Locate the line containing "Where can the scaffolding" in the material below; repeat it and every line after it, exactly as written.

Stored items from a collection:
====

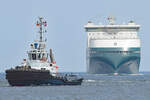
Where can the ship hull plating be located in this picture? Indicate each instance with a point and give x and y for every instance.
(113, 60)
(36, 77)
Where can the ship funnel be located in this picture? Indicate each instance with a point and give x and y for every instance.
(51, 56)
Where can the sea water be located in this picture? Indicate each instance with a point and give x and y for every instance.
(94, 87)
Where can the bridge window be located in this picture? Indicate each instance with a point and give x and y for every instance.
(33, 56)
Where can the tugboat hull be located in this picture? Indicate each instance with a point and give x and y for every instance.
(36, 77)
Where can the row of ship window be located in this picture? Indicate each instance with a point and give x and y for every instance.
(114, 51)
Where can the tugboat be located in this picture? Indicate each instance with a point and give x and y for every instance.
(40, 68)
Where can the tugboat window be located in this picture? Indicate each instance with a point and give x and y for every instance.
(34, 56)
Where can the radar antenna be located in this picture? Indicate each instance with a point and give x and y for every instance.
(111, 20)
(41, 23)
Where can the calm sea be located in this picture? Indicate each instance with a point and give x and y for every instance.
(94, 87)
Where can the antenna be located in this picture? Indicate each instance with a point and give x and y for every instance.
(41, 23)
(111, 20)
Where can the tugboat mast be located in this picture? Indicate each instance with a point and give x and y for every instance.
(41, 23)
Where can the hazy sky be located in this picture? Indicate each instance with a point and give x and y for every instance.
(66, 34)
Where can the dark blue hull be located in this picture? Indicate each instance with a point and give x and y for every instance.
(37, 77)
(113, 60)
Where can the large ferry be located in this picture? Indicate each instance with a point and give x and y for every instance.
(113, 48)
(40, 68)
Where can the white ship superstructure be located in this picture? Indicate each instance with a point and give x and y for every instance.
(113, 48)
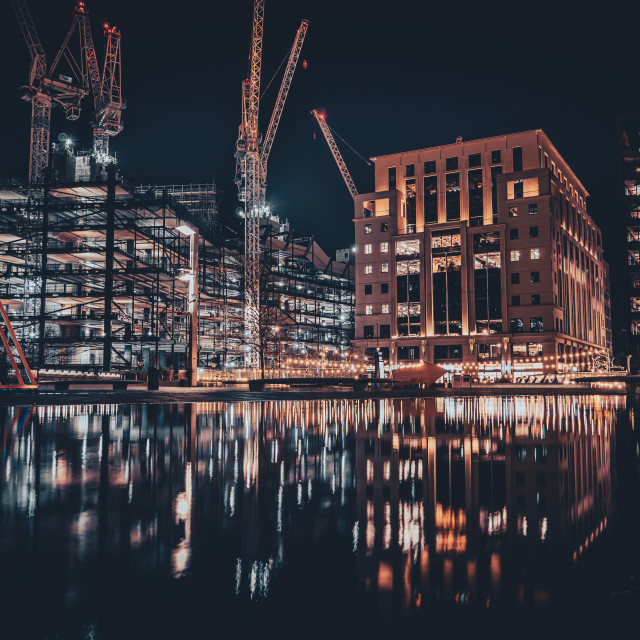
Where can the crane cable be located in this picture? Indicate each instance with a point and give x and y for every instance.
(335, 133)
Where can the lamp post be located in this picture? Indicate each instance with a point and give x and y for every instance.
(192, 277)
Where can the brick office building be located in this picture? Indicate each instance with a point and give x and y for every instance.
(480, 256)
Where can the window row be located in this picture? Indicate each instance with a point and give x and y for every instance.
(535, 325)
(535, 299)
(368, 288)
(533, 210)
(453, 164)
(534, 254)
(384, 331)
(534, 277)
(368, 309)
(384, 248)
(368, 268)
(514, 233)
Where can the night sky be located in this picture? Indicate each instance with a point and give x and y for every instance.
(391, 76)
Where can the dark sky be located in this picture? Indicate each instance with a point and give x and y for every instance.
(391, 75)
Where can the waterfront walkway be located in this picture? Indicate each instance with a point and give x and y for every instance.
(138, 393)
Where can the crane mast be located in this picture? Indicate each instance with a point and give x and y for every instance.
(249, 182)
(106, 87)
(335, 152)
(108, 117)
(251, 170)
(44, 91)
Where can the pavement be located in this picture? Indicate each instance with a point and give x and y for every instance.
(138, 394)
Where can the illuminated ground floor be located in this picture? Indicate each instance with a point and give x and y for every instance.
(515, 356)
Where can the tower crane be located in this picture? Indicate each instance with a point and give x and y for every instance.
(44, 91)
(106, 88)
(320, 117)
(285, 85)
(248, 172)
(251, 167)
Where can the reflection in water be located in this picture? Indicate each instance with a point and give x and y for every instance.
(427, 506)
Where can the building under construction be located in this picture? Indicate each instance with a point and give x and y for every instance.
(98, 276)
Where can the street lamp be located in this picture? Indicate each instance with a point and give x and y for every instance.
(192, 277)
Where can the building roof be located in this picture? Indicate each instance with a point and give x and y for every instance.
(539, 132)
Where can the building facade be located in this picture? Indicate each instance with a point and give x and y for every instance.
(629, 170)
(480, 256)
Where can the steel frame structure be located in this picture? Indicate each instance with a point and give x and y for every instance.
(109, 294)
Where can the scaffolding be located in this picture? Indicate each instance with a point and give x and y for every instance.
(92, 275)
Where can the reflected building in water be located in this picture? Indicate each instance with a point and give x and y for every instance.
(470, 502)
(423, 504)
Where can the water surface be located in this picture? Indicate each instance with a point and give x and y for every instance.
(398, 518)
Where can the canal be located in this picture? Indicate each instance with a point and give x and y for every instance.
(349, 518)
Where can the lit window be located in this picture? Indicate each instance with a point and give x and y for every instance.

====

Result of the exercise:
Where can the scaffolding be located in this picture? Indicate each instance with a point and give x and y for every instance.
(92, 275)
Where can the reflected building in water be located in this picture? Indicate each instance with a point and give x and y for every instance.
(470, 502)
(423, 504)
Where can the water surface be located in this picture? Indicate each instance with a point and give x and y for every instance.
(398, 518)
Where can the canal be located in this picture? Indicate each instance with a point and give x and y for every instance.
(349, 518)
Where can the lit window be located in this picture? Indicate each instance with a point and give x and y for every instance.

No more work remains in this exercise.